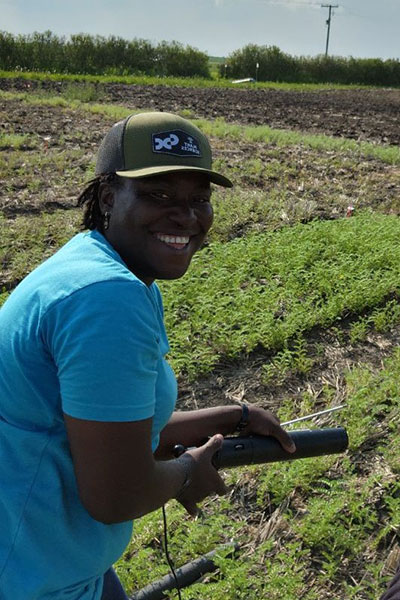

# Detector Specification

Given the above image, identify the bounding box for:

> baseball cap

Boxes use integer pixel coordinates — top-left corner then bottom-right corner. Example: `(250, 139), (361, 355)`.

(95, 112), (232, 187)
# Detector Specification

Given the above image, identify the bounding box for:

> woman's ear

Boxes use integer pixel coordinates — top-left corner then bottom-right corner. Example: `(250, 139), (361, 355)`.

(99, 183), (114, 214)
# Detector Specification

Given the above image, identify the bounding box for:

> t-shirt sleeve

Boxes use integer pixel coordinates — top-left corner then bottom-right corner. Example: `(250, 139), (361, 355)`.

(43, 281), (160, 421)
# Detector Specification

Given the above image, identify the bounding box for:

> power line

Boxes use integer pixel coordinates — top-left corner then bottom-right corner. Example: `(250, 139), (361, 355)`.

(321, 4), (339, 56)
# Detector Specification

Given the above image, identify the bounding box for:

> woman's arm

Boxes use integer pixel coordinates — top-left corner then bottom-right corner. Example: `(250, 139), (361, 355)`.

(155, 405), (295, 460)
(64, 414), (225, 524)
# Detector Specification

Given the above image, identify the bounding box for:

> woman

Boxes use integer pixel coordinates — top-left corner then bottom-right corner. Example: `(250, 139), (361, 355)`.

(0, 113), (294, 600)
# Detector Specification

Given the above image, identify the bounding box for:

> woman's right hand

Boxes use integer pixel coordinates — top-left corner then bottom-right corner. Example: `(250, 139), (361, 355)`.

(176, 434), (228, 516)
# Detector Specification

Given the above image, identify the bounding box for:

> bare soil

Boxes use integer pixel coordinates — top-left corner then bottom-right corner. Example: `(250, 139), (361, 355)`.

(0, 79), (400, 144)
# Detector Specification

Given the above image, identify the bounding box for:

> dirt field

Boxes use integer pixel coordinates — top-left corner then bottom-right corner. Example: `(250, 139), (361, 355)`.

(0, 79), (400, 600)
(0, 79), (400, 144)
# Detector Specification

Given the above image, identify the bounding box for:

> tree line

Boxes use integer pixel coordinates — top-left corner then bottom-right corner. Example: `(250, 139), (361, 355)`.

(0, 31), (400, 86)
(219, 44), (400, 86)
(0, 31), (210, 78)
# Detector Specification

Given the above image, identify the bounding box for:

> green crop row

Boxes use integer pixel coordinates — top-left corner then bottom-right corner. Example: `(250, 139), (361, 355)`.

(161, 213), (400, 377)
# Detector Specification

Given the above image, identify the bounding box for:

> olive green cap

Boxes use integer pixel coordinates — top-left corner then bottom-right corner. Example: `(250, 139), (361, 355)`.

(96, 112), (232, 187)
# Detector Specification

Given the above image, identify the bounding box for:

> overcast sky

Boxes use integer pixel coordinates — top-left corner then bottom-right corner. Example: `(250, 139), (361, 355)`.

(0, 0), (400, 58)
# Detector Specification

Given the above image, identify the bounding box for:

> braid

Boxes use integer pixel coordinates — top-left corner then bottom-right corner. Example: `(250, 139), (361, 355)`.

(77, 173), (118, 232)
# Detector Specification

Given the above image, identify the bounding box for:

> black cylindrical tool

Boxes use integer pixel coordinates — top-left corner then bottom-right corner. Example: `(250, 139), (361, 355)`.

(213, 427), (349, 469)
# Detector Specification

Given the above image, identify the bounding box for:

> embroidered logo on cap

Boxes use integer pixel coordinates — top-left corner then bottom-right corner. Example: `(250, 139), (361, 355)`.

(152, 129), (201, 158)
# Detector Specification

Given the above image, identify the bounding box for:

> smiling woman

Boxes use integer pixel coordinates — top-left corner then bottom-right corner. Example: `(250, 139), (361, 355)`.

(0, 113), (294, 600)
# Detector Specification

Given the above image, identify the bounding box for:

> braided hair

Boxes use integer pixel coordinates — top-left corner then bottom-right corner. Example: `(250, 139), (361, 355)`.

(77, 173), (121, 233)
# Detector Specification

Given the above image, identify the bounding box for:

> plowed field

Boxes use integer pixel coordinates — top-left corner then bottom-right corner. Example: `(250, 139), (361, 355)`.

(0, 79), (400, 144)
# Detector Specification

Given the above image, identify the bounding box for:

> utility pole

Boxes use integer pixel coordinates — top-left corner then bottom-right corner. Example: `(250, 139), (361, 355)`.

(321, 4), (339, 57)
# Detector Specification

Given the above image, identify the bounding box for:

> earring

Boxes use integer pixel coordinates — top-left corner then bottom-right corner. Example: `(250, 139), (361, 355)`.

(103, 211), (111, 230)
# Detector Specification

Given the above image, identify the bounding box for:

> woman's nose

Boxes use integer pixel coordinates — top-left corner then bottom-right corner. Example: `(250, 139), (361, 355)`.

(169, 201), (197, 226)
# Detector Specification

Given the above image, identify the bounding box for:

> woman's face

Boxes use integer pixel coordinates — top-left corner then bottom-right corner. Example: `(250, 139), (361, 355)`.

(100, 172), (213, 285)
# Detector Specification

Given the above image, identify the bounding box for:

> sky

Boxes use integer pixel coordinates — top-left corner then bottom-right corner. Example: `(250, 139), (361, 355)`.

(0, 0), (400, 59)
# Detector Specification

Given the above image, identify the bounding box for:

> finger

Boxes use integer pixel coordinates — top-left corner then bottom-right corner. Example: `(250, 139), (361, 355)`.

(215, 476), (228, 496)
(204, 433), (224, 454)
(179, 500), (199, 517)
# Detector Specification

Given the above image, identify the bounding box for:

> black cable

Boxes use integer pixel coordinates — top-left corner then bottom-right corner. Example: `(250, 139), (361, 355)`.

(162, 505), (182, 600)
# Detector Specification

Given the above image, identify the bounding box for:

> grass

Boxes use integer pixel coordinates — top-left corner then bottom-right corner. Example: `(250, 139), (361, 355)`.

(117, 351), (400, 600)
(161, 213), (400, 377)
(0, 64), (384, 91)
(0, 89), (400, 168)
(0, 91), (400, 600)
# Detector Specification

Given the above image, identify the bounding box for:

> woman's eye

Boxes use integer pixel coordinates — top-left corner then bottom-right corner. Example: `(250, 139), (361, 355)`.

> **EXERCISE PROMPT**: Apart from the pictures, the entries above are to be repeated in full and exactly.

> **FULL OUTPUT**:
# Detector Specification

Given the above image, identify the bounding box for:

> baseball cap

Boxes use integer pixel coordinates — top-left corner then bottom-right corner. Example: `(250, 139), (361, 355)`.

(95, 112), (232, 187)
# Detector Specification

Given the above image, identify the bounding box for:

> woman's ear

Boxes use integer pixel coordinates — top-left corner then bottom-right corner. Example: `(250, 139), (361, 355)`.

(99, 183), (114, 214)
# Detector Specification

Given the above image, identify the bounding box for:

> t-shirt sleeve

Boxes use integer pixel coordinates — top-left corner then bottom-right corner. Example: `(250, 139), (361, 355)`.

(43, 281), (160, 421)
# Detector Specification

Given the above image, identify the bounding box for:

> power line

Boxes use integer pixel coordinates — top-left corner then bottom-right corner. Example: `(250, 139), (361, 355)`.

(321, 4), (339, 56)
# Detector Specification

Given the above image, identify the bounding box for:

> woman's arm

Boxes use integer pixel coordinates — top-left corner then bottom-right corner. Example: `(250, 139), (361, 355)`.

(155, 405), (295, 460)
(64, 414), (225, 524)
# Detector Specification

Given the above image, identify the bounding box for:

> woman

Boxes use integer pixel coordinates — top-left corner then bottom-right corner. Example: `(250, 139), (361, 355)`.

(0, 113), (294, 600)
# Detector Specification

Given the above image, identify the bounding box for:

> woman's right hand

Boxes use integer pixel coordinates — top-left corner then bottom-right corner. Example: `(250, 139), (361, 355)`.

(176, 434), (228, 516)
# Detector Specification

Given the above image, identify the bounding box for:

> bare soil

Boxes use integer pixel coordinates — top-left corner then bottom-right corner. Example: `(250, 139), (361, 355)`.

(0, 79), (400, 144)
# Detector Specification

Given the above image, identify the bounding box for:

> dirt field

Boxes use integer pixel coordinates — top-left corner then bottom-right corner. Example: `(250, 139), (361, 355)`.

(0, 79), (400, 600)
(0, 79), (400, 144)
# Detector Specification

Given the above image, identify the bounding box for:

> tree line

Boxes use integer pixel coordinates — top-left corner then bottom-right corner. Example: `(250, 139), (361, 355)`.

(0, 31), (400, 86)
(219, 44), (400, 86)
(0, 31), (210, 78)
# Detector Specification

Given the above image, identify the bounding box for:

> green crop row

Boxes use integer pixel coordinates — top-left corner then bottom-right corner. Example: `(250, 139), (361, 355)`.

(161, 213), (400, 377)
# Detector Specification

Given the above image, identify the bounding box for:

> olive green cap

Boxes use integer pixel coordinates — top-left corner then bottom-right corner. Example: `(250, 139), (361, 355)`.

(96, 112), (232, 187)
# Detector Specification

Given the above image, identify the bounding box for:

> overcast sky

Boxes use integer pixel coordinates — top-left corner then bottom-right corner. Example: `(250, 139), (361, 355)`.

(0, 0), (400, 58)
# Detector Specification

Given the above image, identify the bounding box for:

> braid

Boxes use integer pixel coordinates — top-left corner then bottom-right corner. Example: `(250, 139), (361, 355)`.

(77, 173), (118, 232)
# Detector Specification

Given the above image, identify the bounding box for:

> black cylindrical tool

Boxes use integer pixel coordinates — top-left corner then bottom-right corner. Example: `(250, 139), (361, 355)`.

(213, 427), (349, 469)
# Detector Specification

Given the above image, identify the bounding box for:

> embroidered logo on cap

Boxes use integer pixel coordinates — top-left corner then bottom-right corner. Example: `(250, 139), (361, 355)`.

(152, 129), (201, 158)
# Detector Specification

Given the above image, identify the bounding box for:

> smiling woman

Boxes use integer pixel coordinates — top-left corner then bottom-right corner. Example: `(250, 139), (361, 355)`.

(0, 113), (294, 600)
# Detector Specification

Given the above image, identify the bounding box for:

> braided hair

Boxes use integer pixel coordinates — top-left corner then bottom-right corner. Example: `(250, 139), (361, 355)`.

(77, 173), (121, 233)
# Detector Specification

Given the above image, identify the bounding box for:

> plowed field

Boxes use integer pixel coordinates — top-left corner then bottom-right corner. Example: `(250, 139), (361, 355)`.

(0, 79), (400, 144)
# Detector Specification

Given the above image, identify the bounding box for:

> utility pole

Boxes use integer pixel coordinates — top-left corner then bottom-right corner. Example: `(250, 139), (361, 355)`.

(321, 4), (339, 57)
# Detector Specification

Given the above image, identify the bounding box for:

> earring

Boxes use integer pixel coordinates — top-left corner then bottom-right corner. Example: `(250, 139), (361, 355)`.

(103, 211), (111, 230)
# Detector Specification

Given the above image, identify the bounding box for:

> woman's nose

Boxes use integer pixel coordinates — top-left corner then bottom-right corner. Example: `(250, 139), (361, 355)`.

(169, 201), (197, 226)
# Detector Specification

Given the above image, identify the bounding box for:

> woman's face

Boxes use integer pixel coordinates — top-left corner then bottom-right corner. Example: `(250, 139), (361, 355)`.

(100, 172), (213, 285)
# Detector Specification

Given the above image, identify the bounding box for:

> sky

Boxes use integer pixel coordinates — top-left corner then bottom-right corner. Example: `(250, 139), (361, 355)`.

(0, 0), (400, 59)
# Detector Specification

Given the above image, identify the bounding box for:

> finger

Boxes use integer pixel coordinates — top-left corner then bottom-right corner. Example: `(250, 139), (361, 355)`.

(215, 476), (228, 496)
(204, 433), (224, 454)
(179, 500), (199, 517)
# Detector Specification

Given the above image, identify the bounding box for:

> black cable

Boxes use integer pixel coordinates — top-left corner then bottom-right corner. Example: `(250, 139), (361, 355)`.

(162, 505), (182, 600)
# Detector Specification

Given the above image, identify the bounding box for:

> grass

Boxes use integer pixel coordinates — top-left corner then bottom-right corner. Example: `(250, 139), (361, 355)`.

(117, 351), (400, 600)
(161, 213), (400, 377)
(0, 64), (384, 91)
(0, 89), (400, 168)
(0, 91), (400, 600)
# Detector Specification

Given the above image, identify the bounding box for:

> woman's eye

Boxes use integer pixel coordinates — top-left corner then bottom-right corner. Example: `(250, 139), (361, 355)`.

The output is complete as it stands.